** STATED GOAL **
Collect every line of the material below that contains the word "patterned", and copy each such line in full.

** DATA PROVIDED **
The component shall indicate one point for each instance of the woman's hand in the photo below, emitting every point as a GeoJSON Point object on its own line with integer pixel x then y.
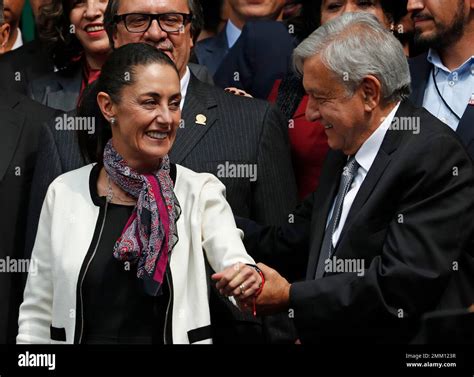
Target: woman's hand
{"type": "Point", "coordinates": [239, 280]}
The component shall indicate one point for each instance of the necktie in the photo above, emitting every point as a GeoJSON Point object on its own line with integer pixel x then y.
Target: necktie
{"type": "Point", "coordinates": [348, 174]}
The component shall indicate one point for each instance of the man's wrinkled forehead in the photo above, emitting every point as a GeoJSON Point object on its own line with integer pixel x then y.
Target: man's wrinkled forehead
{"type": "Point", "coordinates": [153, 6]}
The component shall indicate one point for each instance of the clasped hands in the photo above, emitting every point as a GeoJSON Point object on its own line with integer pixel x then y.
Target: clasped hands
{"type": "Point", "coordinates": [243, 283]}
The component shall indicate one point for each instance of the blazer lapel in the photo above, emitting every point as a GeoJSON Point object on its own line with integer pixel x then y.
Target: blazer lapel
{"type": "Point", "coordinates": [325, 194]}
{"type": "Point", "coordinates": [199, 115]}
{"type": "Point", "coordinates": [11, 126]}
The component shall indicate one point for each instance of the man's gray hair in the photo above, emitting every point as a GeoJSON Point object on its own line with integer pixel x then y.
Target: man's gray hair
{"type": "Point", "coordinates": [355, 45]}
{"type": "Point", "coordinates": [2, 16]}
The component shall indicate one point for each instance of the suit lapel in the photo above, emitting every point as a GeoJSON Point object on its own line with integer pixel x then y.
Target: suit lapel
{"type": "Point", "coordinates": [325, 194]}
{"type": "Point", "coordinates": [420, 69]}
{"type": "Point", "coordinates": [382, 160]}
{"type": "Point", "coordinates": [67, 95]}
{"type": "Point", "coordinates": [465, 129]}
{"type": "Point", "coordinates": [11, 126]}
{"type": "Point", "coordinates": [199, 115]}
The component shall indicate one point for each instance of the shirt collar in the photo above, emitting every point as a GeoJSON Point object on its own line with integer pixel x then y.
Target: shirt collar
{"type": "Point", "coordinates": [232, 32]}
{"type": "Point", "coordinates": [366, 154]}
{"type": "Point", "coordinates": [184, 86]}
{"type": "Point", "coordinates": [434, 58]}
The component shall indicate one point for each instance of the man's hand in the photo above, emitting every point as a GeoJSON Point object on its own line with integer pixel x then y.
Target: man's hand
{"type": "Point", "coordinates": [275, 296]}
{"type": "Point", "coordinates": [240, 281]}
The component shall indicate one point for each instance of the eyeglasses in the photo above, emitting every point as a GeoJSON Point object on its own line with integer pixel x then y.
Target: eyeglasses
{"type": "Point", "coordinates": [141, 22]}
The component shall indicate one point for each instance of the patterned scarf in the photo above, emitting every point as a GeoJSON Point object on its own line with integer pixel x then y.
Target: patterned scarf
{"type": "Point", "coordinates": [150, 233]}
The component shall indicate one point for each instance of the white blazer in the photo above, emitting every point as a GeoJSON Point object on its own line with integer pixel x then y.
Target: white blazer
{"type": "Point", "coordinates": [66, 227]}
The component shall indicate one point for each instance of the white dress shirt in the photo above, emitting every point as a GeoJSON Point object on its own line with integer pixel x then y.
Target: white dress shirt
{"type": "Point", "coordinates": [365, 157]}
{"type": "Point", "coordinates": [18, 41]}
{"type": "Point", "coordinates": [232, 32]}
{"type": "Point", "coordinates": [456, 87]}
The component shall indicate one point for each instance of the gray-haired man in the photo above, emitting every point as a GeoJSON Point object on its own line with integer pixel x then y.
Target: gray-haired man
{"type": "Point", "coordinates": [382, 240]}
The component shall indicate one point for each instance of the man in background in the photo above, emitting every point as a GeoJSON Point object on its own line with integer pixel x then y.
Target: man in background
{"type": "Point", "coordinates": [210, 52]}
{"type": "Point", "coordinates": [4, 31]}
{"type": "Point", "coordinates": [443, 78]}
{"type": "Point", "coordinates": [12, 14]}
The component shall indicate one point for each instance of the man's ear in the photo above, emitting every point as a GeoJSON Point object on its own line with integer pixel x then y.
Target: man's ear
{"type": "Point", "coordinates": [4, 35]}
{"type": "Point", "coordinates": [106, 105]}
{"type": "Point", "coordinates": [371, 90]}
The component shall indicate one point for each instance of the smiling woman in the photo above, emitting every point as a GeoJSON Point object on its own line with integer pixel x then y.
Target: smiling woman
{"type": "Point", "coordinates": [120, 242]}
{"type": "Point", "coordinates": [74, 34]}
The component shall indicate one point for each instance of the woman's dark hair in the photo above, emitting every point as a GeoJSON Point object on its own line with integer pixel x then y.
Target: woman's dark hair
{"type": "Point", "coordinates": [118, 72]}
{"type": "Point", "coordinates": [54, 29]}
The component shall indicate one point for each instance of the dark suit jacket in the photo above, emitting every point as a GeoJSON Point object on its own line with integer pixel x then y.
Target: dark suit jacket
{"type": "Point", "coordinates": [19, 67]}
{"type": "Point", "coordinates": [260, 56]}
{"type": "Point", "coordinates": [60, 90]}
{"type": "Point", "coordinates": [410, 223]}
{"type": "Point", "coordinates": [211, 51]}
{"type": "Point", "coordinates": [420, 70]}
{"type": "Point", "coordinates": [237, 130]}
{"type": "Point", "coordinates": [20, 121]}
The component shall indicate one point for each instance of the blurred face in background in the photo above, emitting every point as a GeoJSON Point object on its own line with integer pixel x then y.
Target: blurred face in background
{"type": "Point", "coordinates": [12, 12]}
{"type": "Point", "coordinates": [292, 8]}
{"type": "Point", "coordinates": [4, 33]}
{"type": "Point", "coordinates": [244, 10]}
{"type": "Point", "coordinates": [438, 24]}
{"type": "Point", "coordinates": [87, 17]}
{"type": "Point", "coordinates": [36, 5]}
{"type": "Point", "coordinates": [176, 45]}
{"type": "Point", "coordinates": [332, 8]}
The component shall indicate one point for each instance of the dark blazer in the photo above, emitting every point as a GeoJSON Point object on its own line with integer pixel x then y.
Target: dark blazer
{"type": "Point", "coordinates": [23, 65]}
{"type": "Point", "coordinates": [20, 121]}
{"type": "Point", "coordinates": [260, 56]}
{"type": "Point", "coordinates": [237, 131]}
{"type": "Point", "coordinates": [210, 51]}
{"type": "Point", "coordinates": [411, 224]}
{"type": "Point", "coordinates": [60, 90]}
{"type": "Point", "coordinates": [420, 70]}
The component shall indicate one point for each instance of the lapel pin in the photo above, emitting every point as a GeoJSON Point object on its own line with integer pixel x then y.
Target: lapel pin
{"type": "Point", "coordinates": [201, 119]}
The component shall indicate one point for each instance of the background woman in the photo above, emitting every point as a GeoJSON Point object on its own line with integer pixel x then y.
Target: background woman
{"type": "Point", "coordinates": [120, 243]}
{"type": "Point", "coordinates": [73, 31]}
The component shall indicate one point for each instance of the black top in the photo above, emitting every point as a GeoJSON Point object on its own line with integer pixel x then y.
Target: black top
{"type": "Point", "coordinates": [116, 307]}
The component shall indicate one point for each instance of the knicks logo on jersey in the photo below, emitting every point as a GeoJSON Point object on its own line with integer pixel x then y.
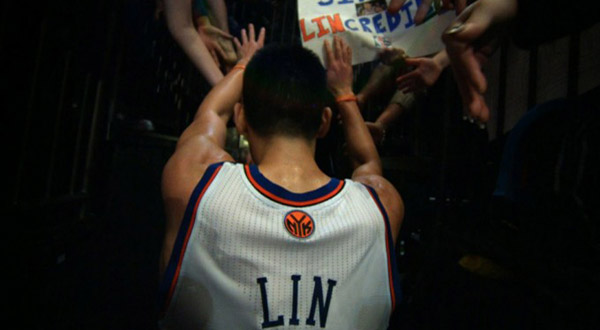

** EXPECTED OUTPUT **
The component shall indicate one point for each instance of the patterned scarf in the photo above, emitting every point as a GeoJSON Point object on its own line with integer pixel x then y.
Target: patterned scarf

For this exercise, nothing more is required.